#### [Requirement]
Transcribe the stretch of entries below from the line with "149, row 364." through the line with "Query: blue sky", exactly and with both ends included; leave out all other lines.

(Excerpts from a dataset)
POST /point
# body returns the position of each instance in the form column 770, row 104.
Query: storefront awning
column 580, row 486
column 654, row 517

---

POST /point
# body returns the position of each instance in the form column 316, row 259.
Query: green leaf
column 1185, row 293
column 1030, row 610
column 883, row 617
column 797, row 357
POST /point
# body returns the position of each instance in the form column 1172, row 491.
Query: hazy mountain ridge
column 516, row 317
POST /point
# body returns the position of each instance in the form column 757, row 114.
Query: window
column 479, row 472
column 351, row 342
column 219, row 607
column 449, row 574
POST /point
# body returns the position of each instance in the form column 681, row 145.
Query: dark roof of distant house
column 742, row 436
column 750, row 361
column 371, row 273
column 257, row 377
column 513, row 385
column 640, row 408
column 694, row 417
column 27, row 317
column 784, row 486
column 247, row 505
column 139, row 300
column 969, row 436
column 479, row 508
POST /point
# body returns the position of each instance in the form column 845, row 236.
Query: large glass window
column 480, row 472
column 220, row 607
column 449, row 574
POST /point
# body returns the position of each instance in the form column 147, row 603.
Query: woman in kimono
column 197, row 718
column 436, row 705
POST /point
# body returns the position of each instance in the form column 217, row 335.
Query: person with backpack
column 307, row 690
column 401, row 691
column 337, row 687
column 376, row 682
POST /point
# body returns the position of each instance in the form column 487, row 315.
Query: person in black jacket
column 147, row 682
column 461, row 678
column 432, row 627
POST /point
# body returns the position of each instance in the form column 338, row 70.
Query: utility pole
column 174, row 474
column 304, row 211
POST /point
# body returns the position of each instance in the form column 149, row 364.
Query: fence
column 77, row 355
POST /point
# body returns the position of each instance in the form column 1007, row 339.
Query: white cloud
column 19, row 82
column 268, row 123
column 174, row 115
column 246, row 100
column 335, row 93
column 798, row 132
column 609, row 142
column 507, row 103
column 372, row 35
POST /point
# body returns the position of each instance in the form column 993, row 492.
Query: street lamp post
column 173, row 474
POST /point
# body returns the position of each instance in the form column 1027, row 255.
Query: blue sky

#### [Task response]
# body returns the position of each instance in the form column 149, row 364.
Query: fence
column 77, row 355
POST /point
# body returns the position of each instance in the form column 1007, row 339.
Query: white cloud
column 19, row 82
column 268, row 123
column 174, row 115
column 246, row 100
column 335, row 93
column 798, row 132
column 609, row 142
column 507, row 103
column 372, row 35
POST /point
# body returns the position of each instance in the form column 993, row 492.
Query: street lamp post
column 173, row 474
POST /point
# body returns the position of each instance in the form column 1027, row 255.
Query: blue sky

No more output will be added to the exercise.